**Activity:** The listing below begins with the first line you should copy; stop after the line containing "Where can the gold door", and drop every picture.

= = =

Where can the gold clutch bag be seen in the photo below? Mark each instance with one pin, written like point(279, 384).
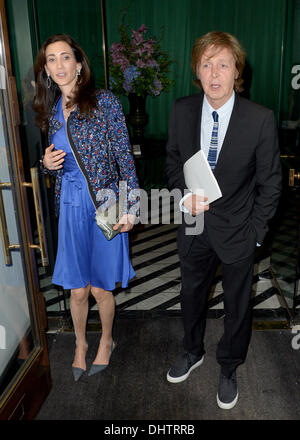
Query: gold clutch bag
point(107, 219)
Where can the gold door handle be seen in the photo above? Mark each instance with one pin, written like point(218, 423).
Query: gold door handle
point(293, 176)
point(39, 216)
point(6, 246)
point(3, 228)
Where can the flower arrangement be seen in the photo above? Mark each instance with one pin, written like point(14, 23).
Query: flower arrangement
point(138, 65)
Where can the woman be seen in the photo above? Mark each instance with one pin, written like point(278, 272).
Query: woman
point(81, 122)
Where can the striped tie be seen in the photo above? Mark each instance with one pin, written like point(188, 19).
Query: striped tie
point(212, 153)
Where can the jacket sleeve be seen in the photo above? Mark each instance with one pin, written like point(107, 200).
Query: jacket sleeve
point(174, 164)
point(121, 149)
point(268, 177)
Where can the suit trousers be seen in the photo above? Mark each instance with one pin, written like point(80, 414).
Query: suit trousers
point(198, 269)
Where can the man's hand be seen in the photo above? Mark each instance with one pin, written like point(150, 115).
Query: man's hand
point(53, 159)
point(127, 220)
point(195, 204)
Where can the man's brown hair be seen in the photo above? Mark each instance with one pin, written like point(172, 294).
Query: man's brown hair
point(219, 40)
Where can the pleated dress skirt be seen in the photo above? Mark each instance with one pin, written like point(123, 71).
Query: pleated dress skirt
point(84, 255)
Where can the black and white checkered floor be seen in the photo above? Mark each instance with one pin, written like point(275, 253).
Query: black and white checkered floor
point(157, 284)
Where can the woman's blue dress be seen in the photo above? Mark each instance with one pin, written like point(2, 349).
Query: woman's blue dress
point(84, 255)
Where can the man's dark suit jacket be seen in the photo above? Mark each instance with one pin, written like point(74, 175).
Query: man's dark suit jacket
point(248, 172)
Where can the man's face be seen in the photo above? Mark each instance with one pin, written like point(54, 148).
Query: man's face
point(216, 70)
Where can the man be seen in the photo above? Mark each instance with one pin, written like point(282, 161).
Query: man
point(239, 139)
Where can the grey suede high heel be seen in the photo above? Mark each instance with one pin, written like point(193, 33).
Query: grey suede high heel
point(97, 368)
point(78, 372)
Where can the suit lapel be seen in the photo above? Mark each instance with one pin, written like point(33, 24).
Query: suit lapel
point(229, 143)
point(195, 124)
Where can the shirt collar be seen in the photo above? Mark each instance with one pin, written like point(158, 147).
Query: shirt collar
point(226, 108)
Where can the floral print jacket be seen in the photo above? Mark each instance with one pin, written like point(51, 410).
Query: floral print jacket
point(89, 139)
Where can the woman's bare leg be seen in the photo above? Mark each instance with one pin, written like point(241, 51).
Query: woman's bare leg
point(106, 305)
point(79, 306)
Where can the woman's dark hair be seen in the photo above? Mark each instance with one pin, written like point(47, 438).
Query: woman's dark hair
point(84, 94)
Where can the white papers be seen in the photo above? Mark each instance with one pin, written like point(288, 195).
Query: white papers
point(199, 176)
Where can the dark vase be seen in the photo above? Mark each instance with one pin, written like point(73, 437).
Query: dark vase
point(137, 117)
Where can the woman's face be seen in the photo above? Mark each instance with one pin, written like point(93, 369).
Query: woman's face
point(61, 64)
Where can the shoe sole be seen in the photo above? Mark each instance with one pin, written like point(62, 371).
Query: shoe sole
point(229, 405)
point(185, 376)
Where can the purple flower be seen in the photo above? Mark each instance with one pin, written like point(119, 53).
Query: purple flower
point(157, 87)
point(131, 73)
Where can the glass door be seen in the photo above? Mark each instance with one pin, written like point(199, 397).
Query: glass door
point(23, 353)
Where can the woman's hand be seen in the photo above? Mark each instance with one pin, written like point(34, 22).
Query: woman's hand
point(53, 159)
point(127, 220)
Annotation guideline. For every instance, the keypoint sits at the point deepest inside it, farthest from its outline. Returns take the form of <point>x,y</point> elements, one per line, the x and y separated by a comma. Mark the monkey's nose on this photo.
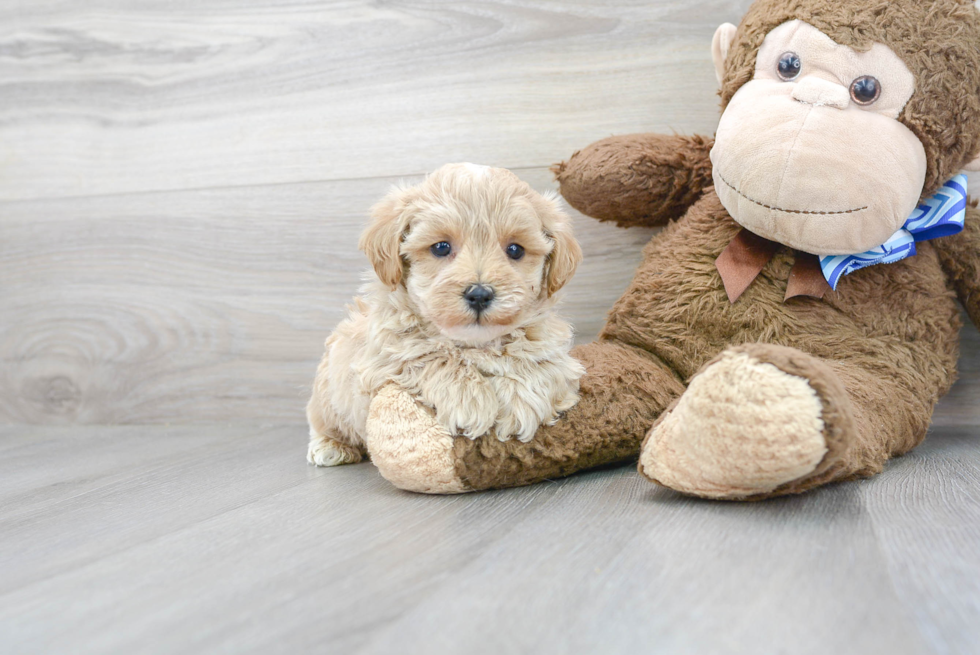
<point>821,93</point>
<point>478,296</point>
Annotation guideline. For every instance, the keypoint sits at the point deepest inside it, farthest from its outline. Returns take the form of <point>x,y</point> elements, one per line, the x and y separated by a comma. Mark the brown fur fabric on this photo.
<point>637,179</point>
<point>623,391</point>
<point>958,255</point>
<point>880,352</point>
<point>938,40</point>
<point>877,353</point>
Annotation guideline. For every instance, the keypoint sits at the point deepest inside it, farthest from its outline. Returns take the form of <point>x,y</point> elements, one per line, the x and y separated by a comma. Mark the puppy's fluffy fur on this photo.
<point>505,368</point>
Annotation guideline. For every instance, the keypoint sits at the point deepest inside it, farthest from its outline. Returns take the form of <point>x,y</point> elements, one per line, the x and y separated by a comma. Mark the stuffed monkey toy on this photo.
<point>795,322</point>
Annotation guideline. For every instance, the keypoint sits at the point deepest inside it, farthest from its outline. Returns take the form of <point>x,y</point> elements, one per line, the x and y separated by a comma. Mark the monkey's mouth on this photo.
<point>788,211</point>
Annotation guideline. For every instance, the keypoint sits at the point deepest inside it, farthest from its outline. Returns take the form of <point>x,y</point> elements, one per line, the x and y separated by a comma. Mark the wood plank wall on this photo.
<point>182,183</point>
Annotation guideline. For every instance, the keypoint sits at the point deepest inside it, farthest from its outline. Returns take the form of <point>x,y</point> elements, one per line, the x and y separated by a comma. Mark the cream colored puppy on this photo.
<point>460,313</point>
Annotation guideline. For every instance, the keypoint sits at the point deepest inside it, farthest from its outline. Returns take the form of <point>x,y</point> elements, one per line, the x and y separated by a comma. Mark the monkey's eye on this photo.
<point>789,66</point>
<point>865,90</point>
<point>441,249</point>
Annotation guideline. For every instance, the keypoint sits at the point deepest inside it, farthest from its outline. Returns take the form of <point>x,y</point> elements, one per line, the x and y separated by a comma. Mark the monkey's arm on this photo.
<point>960,256</point>
<point>637,179</point>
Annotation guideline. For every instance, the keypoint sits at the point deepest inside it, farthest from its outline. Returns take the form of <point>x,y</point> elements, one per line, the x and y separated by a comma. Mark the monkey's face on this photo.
<point>810,152</point>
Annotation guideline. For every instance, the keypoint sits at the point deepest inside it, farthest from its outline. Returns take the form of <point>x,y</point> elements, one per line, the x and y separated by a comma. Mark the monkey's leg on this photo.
<point>763,420</point>
<point>624,390</point>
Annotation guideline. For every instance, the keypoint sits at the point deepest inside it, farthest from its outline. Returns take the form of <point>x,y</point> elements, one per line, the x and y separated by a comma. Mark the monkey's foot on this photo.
<point>324,451</point>
<point>759,420</point>
<point>411,450</point>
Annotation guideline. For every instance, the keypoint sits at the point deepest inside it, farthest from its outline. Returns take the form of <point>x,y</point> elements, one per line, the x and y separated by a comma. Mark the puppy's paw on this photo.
<point>324,451</point>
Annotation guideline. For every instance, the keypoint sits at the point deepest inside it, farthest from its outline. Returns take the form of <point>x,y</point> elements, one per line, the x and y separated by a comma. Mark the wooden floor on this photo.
<point>182,183</point>
<point>200,540</point>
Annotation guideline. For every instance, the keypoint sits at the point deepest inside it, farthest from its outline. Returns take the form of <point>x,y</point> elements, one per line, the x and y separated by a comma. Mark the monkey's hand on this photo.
<point>960,257</point>
<point>637,179</point>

= = =

**Solution to this problem:**
Where can the gold clutch bag be seen in the photo below? Mark each instance with one pin, written like point(279, 384).
Query: gold clutch bag
point(107, 219)
Where can the gold door handle be seen in the photo above? Mark each instance with one pin, written like point(218, 423).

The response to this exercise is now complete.